*Directions:* Reproduce every entry exactly as shown.

(Entries from a pointing dataset)
-------------------------

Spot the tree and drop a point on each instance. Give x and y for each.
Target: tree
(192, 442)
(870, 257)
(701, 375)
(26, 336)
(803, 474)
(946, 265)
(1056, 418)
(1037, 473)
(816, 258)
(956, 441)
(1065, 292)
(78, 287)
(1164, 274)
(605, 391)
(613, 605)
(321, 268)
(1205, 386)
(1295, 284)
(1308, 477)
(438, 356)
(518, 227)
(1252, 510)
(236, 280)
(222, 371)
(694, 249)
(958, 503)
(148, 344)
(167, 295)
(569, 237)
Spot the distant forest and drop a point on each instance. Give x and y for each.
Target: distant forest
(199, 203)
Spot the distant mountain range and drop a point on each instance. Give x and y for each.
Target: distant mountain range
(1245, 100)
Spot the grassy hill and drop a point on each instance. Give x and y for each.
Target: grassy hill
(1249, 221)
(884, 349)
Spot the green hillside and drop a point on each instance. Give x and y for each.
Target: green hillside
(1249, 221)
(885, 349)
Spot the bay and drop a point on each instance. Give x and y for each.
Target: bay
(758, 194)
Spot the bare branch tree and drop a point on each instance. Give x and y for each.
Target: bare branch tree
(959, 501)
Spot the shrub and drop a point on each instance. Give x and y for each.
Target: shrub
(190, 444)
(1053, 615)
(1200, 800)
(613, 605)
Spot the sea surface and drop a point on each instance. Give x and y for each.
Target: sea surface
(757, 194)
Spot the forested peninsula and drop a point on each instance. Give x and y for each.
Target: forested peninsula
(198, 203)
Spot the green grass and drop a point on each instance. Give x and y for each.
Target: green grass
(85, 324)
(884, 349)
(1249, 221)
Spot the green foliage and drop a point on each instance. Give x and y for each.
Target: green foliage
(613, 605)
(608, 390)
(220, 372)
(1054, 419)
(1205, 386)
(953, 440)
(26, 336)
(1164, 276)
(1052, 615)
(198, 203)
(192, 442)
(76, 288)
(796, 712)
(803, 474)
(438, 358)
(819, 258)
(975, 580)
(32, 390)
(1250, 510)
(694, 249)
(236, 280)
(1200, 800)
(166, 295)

-------------------------

*Result of the exercise:*
Spot the tree and drop a point on each instance. Give x and y for each.
Target: tree
(192, 442)
(870, 257)
(701, 375)
(26, 336)
(803, 474)
(946, 265)
(1056, 418)
(1037, 473)
(816, 258)
(956, 441)
(1065, 292)
(78, 287)
(1164, 274)
(605, 391)
(613, 605)
(321, 268)
(1205, 386)
(1295, 284)
(1308, 477)
(438, 356)
(518, 227)
(1252, 510)
(236, 280)
(222, 371)
(694, 249)
(958, 503)
(148, 344)
(167, 295)
(569, 237)
Spot the distant forest and drop a point on each instance. Give x and y for each.
Target: distant forest
(199, 203)
Spot the distant mountain range and drop a point on each instance. Give x and y for each.
Target: distant mountain range
(1245, 100)
Spot the grassy hill and drop a point on each instance. Give x and y for each.
Target: grassy hill
(1249, 221)
(884, 349)
Spot the green hillside and drop a point on each instance. Give x and y for each.
Target: green hillside
(1249, 221)
(885, 349)
Spot the bay and drop a point on each instance. Give x and y for each.
Target: bay
(758, 194)
Spot the bare branch tree and drop a point on each instance. Give x and y for each.
Target: bare branch tree
(959, 501)
Spot the shrub and drop a point on each instance. Give x and y for each.
Target: shrub
(190, 444)
(1053, 615)
(1200, 800)
(613, 605)
Spot the sea surface and drop a point on each instance. Give x and y for each.
Target: sea surface
(757, 194)
Spot the forested peninsula and drop a point on each instance. Give x and y for each.
Target: forested peninsula
(198, 203)
Spot the green grass and drop a point on each instance. Give x and y for each.
Target: green grass
(85, 324)
(884, 349)
(1249, 221)
Spot the green foliage and drop a point on each instance. Give x and y for each.
Target: green foliage
(613, 605)
(608, 390)
(220, 372)
(1054, 419)
(1205, 386)
(953, 440)
(26, 336)
(1164, 276)
(1052, 615)
(198, 203)
(192, 442)
(76, 288)
(796, 712)
(803, 474)
(438, 358)
(819, 258)
(975, 580)
(32, 390)
(1250, 510)
(694, 249)
(236, 280)
(1200, 800)
(166, 295)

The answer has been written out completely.